WHAT IS ASKED
Pick out and copy every line of the records below that contains the string "hair".

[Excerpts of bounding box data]
※

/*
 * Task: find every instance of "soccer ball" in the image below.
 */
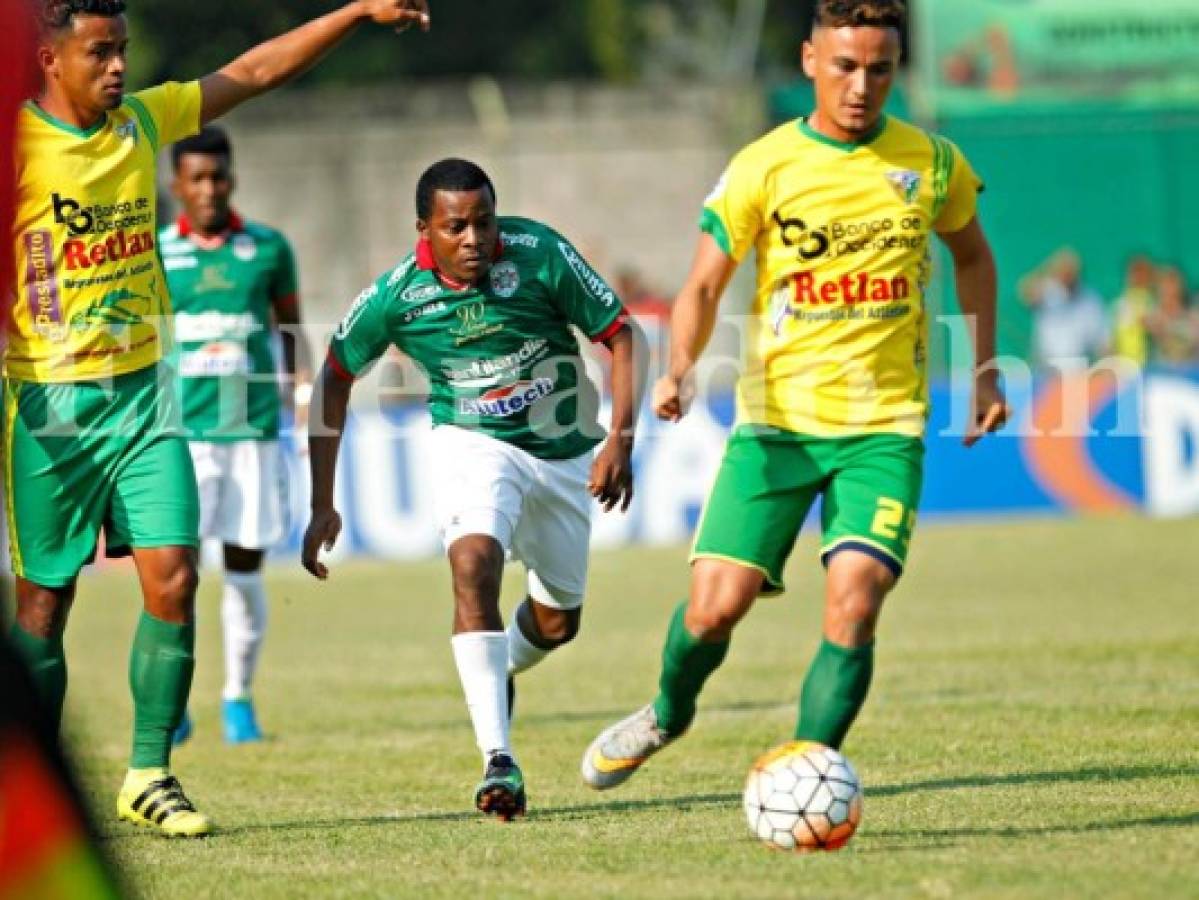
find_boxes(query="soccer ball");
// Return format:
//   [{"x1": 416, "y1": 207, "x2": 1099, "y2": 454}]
[{"x1": 745, "y1": 741, "x2": 862, "y2": 852}]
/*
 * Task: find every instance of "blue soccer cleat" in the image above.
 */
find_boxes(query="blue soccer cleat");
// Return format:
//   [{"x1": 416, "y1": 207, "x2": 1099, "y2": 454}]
[{"x1": 221, "y1": 697, "x2": 263, "y2": 744}]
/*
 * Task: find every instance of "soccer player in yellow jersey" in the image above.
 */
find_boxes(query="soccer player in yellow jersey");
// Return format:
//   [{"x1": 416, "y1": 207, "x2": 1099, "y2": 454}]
[
  {"x1": 582, "y1": 0, "x2": 1007, "y2": 790},
  {"x1": 4, "y1": 0, "x2": 429, "y2": 836}
]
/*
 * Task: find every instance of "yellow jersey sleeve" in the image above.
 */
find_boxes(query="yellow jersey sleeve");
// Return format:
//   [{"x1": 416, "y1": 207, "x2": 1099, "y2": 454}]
[
  {"x1": 125, "y1": 81, "x2": 203, "y2": 150},
  {"x1": 933, "y1": 137, "x2": 983, "y2": 234},
  {"x1": 699, "y1": 151, "x2": 763, "y2": 262}
]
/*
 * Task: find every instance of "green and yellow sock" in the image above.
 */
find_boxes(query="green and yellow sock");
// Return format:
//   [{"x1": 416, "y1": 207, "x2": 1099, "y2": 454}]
[
  {"x1": 653, "y1": 602, "x2": 729, "y2": 735},
  {"x1": 795, "y1": 640, "x2": 874, "y2": 749},
  {"x1": 129, "y1": 612, "x2": 195, "y2": 769}
]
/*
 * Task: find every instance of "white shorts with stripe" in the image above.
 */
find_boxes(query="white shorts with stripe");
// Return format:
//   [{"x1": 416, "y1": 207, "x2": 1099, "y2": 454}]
[
  {"x1": 433, "y1": 425, "x2": 595, "y2": 609},
  {"x1": 188, "y1": 441, "x2": 288, "y2": 550}
]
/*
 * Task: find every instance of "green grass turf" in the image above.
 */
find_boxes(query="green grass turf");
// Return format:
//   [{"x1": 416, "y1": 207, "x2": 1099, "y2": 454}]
[{"x1": 32, "y1": 518, "x2": 1199, "y2": 898}]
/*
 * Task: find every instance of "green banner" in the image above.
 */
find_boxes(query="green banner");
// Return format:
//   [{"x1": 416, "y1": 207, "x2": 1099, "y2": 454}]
[{"x1": 914, "y1": 0, "x2": 1199, "y2": 115}]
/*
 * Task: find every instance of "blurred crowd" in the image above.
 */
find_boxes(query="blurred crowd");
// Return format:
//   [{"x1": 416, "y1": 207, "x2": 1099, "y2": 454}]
[{"x1": 1019, "y1": 247, "x2": 1199, "y2": 368}]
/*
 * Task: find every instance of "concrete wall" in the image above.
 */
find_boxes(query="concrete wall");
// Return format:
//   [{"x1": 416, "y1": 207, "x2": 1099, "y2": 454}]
[{"x1": 205, "y1": 80, "x2": 764, "y2": 388}]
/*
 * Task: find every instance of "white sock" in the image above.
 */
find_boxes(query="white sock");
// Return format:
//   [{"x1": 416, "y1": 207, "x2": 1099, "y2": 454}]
[
  {"x1": 507, "y1": 616, "x2": 549, "y2": 675},
  {"x1": 221, "y1": 572, "x2": 266, "y2": 700},
  {"x1": 450, "y1": 632, "x2": 512, "y2": 761}
]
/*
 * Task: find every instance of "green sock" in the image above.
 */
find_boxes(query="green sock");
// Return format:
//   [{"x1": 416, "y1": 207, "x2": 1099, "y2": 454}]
[
  {"x1": 8, "y1": 622, "x2": 67, "y2": 731},
  {"x1": 795, "y1": 640, "x2": 874, "y2": 749},
  {"x1": 129, "y1": 612, "x2": 195, "y2": 768},
  {"x1": 653, "y1": 602, "x2": 729, "y2": 735}
]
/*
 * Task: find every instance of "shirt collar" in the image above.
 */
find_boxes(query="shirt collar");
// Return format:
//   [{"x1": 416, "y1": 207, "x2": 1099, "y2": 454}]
[{"x1": 175, "y1": 210, "x2": 246, "y2": 247}]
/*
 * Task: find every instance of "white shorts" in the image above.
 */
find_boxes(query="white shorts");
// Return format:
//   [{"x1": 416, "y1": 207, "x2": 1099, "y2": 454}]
[
  {"x1": 433, "y1": 425, "x2": 594, "y2": 609},
  {"x1": 188, "y1": 441, "x2": 288, "y2": 550}
]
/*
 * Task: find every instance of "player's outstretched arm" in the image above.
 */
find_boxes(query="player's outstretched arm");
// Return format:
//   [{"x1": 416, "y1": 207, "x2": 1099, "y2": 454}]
[
  {"x1": 653, "y1": 234, "x2": 737, "y2": 422},
  {"x1": 940, "y1": 217, "x2": 1011, "y2": 447},
  {"x1": 588, "y1": 320, "x2": 649, "y2": 513},
  {"x1": 300, "y1": 362, "x2": 354, "y2": 581},
  {"x1": 200, "y1": 0, "x2": 429, "y2": 123}
]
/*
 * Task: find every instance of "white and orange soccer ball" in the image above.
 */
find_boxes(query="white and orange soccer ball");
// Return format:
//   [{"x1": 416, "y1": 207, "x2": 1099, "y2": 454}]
[{"x1": 745, "y1": 741, "x2": 862, "y2": 852}]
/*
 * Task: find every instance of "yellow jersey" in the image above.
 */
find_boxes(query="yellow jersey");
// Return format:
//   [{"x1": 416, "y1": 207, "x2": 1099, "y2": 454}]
[
  {"x1": 700, "y1": 116, "x2": 982, "y2": 437},
  {"x1": 5, "y1": 81, "x2": 200, "y2": 381}
]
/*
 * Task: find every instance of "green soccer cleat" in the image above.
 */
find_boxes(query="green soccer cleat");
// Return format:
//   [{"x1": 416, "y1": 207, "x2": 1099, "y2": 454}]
[
  {"x1": 580, "y1": 703, "x2": 679, "y2": 791},
  {"x1": 116, "y1": 769, "x2": 212, "y2": 838},
  {"x1": 475, "y1": 753, "x2": 525, "y2": 822}
]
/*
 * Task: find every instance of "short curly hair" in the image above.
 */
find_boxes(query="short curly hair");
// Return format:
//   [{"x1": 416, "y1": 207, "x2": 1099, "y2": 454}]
[
  {"x1": 815, "y1": 0, "x2": 908, "y2": 31},
  {"x1": 41, "y1": 0, "x2": 125, "y2": 31}
]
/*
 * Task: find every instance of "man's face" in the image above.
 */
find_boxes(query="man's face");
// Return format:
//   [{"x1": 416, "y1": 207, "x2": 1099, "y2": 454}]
[
  {"x1": 803, "y1": 26, "x2": 899, "y2": 140},
  {"x1": 38, "y1": 16, "x2": 129, "y2": 114},
  {"x1": 170, "y1": 153, "x2": 234, "y2": 234},
  {"x1": 416, "y1": 187, "x2": 500, "y2": 284}
]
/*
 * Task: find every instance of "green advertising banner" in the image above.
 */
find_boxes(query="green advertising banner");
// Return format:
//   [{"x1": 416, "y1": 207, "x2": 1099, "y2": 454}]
[{"x1": 912, "y1": 0, "x2": 1199, "y2": 117}]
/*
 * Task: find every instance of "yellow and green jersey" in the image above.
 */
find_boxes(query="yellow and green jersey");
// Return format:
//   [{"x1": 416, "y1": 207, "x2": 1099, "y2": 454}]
[
  {"x1": 5, "y1": 81, "x2": 200, "y2": 382},
  {"x1": 700, "y1": 117, "x2": 982, "y2": 436}
]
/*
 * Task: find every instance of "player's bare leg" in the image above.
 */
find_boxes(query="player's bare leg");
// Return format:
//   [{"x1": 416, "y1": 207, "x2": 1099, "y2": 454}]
[
  {"x1": 582, "y1": 558, "x2": 764, "y2": 791},
  {"x1": 507, "y1": 596, "x2": 583, "y2": 721},
  {"x1": 448, "y1": 534, "x2": 525, "y2": 821},
  {"x1": 10, "y1": 578, "x2": 76, "y2": 727},
  {"x1": 795, "y1": 549, "x2": 897, "y2": 748},
  {"x1": 116, "y1": 546, "x2": 212, "y2": 838}
]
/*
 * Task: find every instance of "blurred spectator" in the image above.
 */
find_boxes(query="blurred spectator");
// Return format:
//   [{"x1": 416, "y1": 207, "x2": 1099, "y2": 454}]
[
  {"x1": 941, "y1": 25, "x2": 1020, "y2": 97},
  {"x1": 1019, "y1": 247, "x2": 1108, "y2": 368},
  {"x1": 1111, "y1": 254, "x2": 1157, "y2": 366},
  {"x1": 1145, "y1": 266, "x2": 1199, "y2": 366}
]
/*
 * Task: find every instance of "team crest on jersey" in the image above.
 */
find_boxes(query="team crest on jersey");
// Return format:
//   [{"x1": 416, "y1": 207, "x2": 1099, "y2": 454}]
[
  {"x1": 492, "y1": 262, "x2": 520, "y2": 300},
  {"x1": 233, "y1": 235, "x2": 258, "y2": 262},
  {"x1": 886, "y1": 169, "x2": 920, "y2": 206}
]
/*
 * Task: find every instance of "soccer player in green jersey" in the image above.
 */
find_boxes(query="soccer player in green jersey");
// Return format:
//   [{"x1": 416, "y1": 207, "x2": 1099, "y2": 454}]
[
  {"x1": 158, "y1": 126, "x2": 312, "y2": 744},
  {"x1": 303, "y1": 159, "x2": 644, "y2": 820},
  {"x1": 582, "y1": 0, "x2": 1007, "y2": 790},
  {"x1": 4, "y1": 0, "x2": 429, "y2": 836}
]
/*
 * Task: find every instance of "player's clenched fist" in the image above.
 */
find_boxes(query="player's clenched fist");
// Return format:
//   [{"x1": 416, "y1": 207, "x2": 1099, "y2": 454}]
[
  {"x1": 653, "y1": 375, "x2": 695, "y2": 422},
  {"x1": 359, "y1": 0, "x2": 429, "y2": 31},
  {"x1": 300, "y1": 509, "x2": 342, "y2": 581}
]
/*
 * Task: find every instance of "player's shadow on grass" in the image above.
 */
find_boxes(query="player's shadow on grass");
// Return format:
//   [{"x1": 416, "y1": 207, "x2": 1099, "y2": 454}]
[{"x1": 104, "y1": 766, "x2": 1199, "y2": 850}]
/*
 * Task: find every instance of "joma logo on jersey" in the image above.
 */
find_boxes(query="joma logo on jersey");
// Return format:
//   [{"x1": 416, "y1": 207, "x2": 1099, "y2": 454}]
[
  {"x1": 791, "y1": 272, "x2": 911, "y2": 306},
  {"x1": 458, "y1": 377, "x2": 554, "y2": 418},
  {"x1": 62, "y1": 231, "x2": 155, "y2": 270}
]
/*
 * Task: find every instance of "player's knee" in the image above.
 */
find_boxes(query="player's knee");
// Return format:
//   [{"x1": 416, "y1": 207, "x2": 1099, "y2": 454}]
[
  {"x1": 450, "y1": 549, "x2": 504, "y2": 597},
  {"x1": 536, "y1": 609, "x2": 583, "y2": 648},
  {"x1": 155, "y1": 558, "x2": 200, "y2": 615}
]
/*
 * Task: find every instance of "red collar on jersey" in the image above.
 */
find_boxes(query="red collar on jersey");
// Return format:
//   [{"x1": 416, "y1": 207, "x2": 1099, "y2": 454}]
[
  {"x1": 416, "y1": 237, "x2": 504, "y2": 291},
  {"x1": 175, "y1": 210, "x2": 246, "y2": 247}
]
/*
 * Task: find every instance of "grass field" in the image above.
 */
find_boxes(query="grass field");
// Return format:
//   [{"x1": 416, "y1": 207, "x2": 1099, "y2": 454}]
[{"x1": 39, "y1": 518, "x2": 1199, "y2": 898}]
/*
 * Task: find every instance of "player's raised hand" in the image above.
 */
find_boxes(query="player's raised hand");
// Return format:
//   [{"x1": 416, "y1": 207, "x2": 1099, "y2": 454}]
[
  {"x1": 653, "y1": 375, "x2": 695, "y2": 422},
  {"x1": 360, "y1": 0, "x2": 432, "y2": 31},
  {"x1": 300, "y1": 509, "x2": 342, "y2": 581},
  {"x1": 962, "y1": 372, "x2": 1012, "y2": 447},
  {"x1": 588, "y1": 437, "x2": 633, "y2": 513}
]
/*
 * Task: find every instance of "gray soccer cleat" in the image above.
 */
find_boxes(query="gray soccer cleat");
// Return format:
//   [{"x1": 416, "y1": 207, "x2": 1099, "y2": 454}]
[{"x1": 580, "y1": 703, "x2": 679, "y2": 791}]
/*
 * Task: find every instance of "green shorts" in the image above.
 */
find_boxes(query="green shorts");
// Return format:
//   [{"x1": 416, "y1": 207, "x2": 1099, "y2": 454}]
[
  {"x1": 4, "y1": 366, "x2": 199, "y2": 587},
  {"x1": 692, "y1": 425, "x2": 924, "y2": 593}
]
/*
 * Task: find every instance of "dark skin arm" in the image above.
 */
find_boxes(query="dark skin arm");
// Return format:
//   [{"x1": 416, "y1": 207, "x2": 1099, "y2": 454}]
[
  {"x1": 200, "y1": 0, "x2": 429, "y2": 123},
  {"x1": 300, "y1": 362, "x2": 354, "y2": 581},
  {"x1": 939, "y1": 218, "x2": 1011, "y2": 447},
  {"x1": 588, "y1": 321, "x2": 649, "y2": 513}
]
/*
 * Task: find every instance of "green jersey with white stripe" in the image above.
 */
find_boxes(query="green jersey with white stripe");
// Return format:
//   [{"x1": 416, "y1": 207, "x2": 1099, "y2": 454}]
[
  {"x1": 158, "y1": 219, "x2": 296, "y2": 441},
  {"x1": 330, "y1": 217, "x2": 623, "y2": 459}
]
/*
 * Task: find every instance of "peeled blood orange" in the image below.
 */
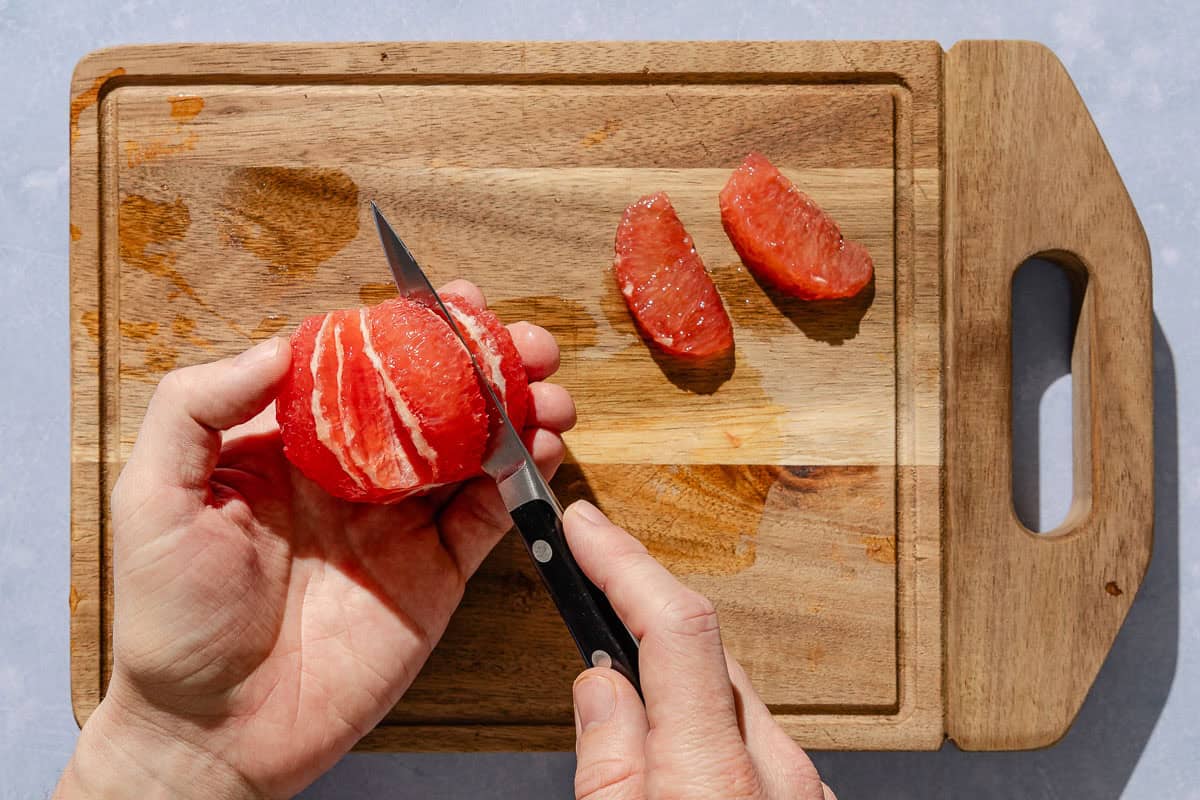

※

THE RESPONSE
 * Task: find every instance of "short curly hair" in the image above.
find_boxes(query="short curly hair");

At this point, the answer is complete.